[Object pointing dataset rows]

-------------------------

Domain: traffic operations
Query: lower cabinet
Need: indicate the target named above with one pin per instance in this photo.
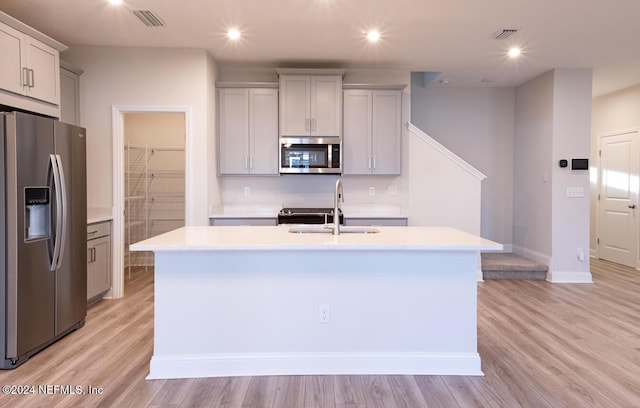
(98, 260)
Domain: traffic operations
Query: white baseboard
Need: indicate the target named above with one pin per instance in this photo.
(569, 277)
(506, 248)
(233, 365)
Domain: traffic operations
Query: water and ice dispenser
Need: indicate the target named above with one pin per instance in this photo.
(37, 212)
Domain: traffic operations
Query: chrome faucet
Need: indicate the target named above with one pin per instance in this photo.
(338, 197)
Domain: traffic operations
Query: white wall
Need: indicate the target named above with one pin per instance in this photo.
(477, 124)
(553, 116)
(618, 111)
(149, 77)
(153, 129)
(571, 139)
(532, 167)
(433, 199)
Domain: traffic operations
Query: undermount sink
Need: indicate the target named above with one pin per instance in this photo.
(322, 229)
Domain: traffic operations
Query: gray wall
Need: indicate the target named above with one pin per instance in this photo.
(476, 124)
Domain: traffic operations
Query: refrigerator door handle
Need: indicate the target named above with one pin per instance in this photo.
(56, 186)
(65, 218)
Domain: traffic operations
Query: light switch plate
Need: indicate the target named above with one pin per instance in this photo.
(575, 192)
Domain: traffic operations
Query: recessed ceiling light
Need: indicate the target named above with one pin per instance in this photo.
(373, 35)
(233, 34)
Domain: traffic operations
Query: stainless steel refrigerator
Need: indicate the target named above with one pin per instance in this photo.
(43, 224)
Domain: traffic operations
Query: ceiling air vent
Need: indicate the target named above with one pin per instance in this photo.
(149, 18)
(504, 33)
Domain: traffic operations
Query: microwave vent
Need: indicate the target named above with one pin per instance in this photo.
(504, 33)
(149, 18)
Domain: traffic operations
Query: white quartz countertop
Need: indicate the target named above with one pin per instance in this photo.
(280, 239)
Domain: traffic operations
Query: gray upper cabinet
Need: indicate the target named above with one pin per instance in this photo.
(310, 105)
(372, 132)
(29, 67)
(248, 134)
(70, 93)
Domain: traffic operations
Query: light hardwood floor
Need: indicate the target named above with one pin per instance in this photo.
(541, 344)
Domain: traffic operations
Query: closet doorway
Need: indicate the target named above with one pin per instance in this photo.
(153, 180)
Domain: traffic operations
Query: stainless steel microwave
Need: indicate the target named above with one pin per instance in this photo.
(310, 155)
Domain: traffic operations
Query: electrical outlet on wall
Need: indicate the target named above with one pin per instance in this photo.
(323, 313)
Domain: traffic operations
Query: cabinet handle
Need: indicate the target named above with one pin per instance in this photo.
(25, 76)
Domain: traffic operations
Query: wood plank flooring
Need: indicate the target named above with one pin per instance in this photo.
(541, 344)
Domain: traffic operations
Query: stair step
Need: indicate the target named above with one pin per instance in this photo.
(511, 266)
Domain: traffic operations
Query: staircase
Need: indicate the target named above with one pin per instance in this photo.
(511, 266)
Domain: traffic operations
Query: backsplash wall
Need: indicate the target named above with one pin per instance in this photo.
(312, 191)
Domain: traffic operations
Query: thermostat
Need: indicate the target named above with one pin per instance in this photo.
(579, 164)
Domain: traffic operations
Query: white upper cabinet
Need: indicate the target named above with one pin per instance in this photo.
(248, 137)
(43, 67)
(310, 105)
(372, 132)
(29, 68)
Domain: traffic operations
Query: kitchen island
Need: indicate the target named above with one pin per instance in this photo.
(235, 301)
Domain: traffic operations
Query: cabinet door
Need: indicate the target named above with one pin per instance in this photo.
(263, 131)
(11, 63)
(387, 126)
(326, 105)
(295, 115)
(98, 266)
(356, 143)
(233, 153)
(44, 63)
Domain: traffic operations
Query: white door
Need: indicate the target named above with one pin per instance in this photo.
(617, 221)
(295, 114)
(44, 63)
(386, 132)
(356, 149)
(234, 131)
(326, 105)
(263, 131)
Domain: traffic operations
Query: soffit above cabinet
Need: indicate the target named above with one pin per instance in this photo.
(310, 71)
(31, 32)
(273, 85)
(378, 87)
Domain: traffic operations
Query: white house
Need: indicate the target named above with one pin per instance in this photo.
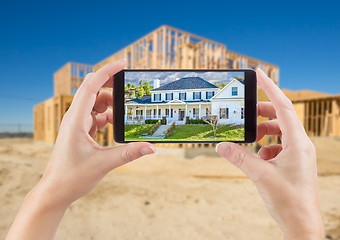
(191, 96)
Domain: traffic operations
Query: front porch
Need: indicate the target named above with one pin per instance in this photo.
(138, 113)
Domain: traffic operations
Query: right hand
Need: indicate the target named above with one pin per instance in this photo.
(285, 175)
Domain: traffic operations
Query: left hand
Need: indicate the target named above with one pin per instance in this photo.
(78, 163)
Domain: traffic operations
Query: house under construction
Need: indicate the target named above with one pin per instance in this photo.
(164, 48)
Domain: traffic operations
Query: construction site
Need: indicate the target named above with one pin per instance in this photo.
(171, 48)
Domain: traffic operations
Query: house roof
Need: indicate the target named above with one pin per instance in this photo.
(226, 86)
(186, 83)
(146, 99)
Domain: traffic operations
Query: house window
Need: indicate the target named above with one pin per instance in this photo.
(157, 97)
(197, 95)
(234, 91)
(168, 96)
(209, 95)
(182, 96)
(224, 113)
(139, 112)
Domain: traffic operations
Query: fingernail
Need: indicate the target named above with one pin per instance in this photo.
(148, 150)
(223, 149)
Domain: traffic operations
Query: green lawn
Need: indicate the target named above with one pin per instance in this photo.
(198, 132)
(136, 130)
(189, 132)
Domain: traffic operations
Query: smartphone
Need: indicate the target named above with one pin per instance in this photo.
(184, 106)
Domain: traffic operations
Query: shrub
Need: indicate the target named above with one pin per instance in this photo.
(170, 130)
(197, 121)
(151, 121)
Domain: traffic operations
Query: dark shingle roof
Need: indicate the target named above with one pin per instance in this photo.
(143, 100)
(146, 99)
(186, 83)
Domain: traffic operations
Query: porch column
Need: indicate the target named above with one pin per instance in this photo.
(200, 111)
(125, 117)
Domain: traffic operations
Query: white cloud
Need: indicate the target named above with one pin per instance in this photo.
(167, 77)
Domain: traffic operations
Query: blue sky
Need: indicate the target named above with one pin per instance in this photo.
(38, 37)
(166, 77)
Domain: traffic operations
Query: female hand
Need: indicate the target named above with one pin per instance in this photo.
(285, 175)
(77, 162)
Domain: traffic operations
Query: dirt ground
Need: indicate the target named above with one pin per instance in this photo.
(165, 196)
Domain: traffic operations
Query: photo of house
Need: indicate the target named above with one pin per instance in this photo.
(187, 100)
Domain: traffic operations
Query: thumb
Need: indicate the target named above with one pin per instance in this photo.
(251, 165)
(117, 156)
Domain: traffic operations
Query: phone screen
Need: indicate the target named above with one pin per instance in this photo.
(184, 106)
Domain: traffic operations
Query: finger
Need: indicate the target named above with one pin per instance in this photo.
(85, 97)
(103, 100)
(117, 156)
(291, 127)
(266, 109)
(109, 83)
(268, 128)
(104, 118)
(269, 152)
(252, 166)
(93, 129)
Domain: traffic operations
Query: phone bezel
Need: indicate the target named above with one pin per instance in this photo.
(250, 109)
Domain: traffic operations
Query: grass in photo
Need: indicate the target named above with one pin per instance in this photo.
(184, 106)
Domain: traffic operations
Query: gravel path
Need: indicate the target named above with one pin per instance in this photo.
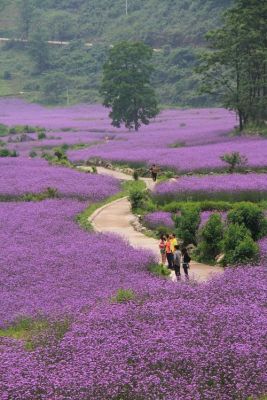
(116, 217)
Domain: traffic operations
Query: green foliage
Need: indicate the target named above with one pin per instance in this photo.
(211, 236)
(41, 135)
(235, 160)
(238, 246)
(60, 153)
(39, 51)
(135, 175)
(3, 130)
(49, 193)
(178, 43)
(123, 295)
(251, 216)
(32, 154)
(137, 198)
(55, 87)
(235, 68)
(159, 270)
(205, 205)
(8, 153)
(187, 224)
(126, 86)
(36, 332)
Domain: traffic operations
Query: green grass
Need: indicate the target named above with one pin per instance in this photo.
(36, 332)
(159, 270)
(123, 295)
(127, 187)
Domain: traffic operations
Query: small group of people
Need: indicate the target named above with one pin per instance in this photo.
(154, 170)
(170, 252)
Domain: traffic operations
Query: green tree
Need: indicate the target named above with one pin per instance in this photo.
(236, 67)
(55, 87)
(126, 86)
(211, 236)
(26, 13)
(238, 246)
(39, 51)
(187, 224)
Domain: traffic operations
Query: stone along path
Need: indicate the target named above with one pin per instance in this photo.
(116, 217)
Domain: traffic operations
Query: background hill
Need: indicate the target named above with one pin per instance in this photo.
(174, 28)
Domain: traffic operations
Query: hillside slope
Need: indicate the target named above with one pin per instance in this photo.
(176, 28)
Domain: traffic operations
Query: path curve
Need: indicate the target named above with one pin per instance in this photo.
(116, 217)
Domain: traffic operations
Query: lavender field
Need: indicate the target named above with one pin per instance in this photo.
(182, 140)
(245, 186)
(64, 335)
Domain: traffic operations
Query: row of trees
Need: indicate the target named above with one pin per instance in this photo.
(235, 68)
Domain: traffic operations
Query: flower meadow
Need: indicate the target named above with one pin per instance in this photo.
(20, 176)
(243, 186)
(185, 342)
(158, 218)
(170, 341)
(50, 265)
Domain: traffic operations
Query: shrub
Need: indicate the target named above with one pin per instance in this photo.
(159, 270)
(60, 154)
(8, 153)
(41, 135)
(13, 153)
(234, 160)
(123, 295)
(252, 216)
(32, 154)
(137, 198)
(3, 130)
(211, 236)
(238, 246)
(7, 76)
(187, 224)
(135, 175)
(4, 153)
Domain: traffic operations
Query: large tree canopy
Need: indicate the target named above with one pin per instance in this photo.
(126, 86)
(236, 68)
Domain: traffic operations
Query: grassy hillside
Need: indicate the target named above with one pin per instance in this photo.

-------------------------

* [WHAT TO WORK ON]
Please gather every line in the items above that contains the string "green". Letter case counts.

* [RESULT]
Query: green lawn
Query: green foliage
Query: green grass
Query: green tree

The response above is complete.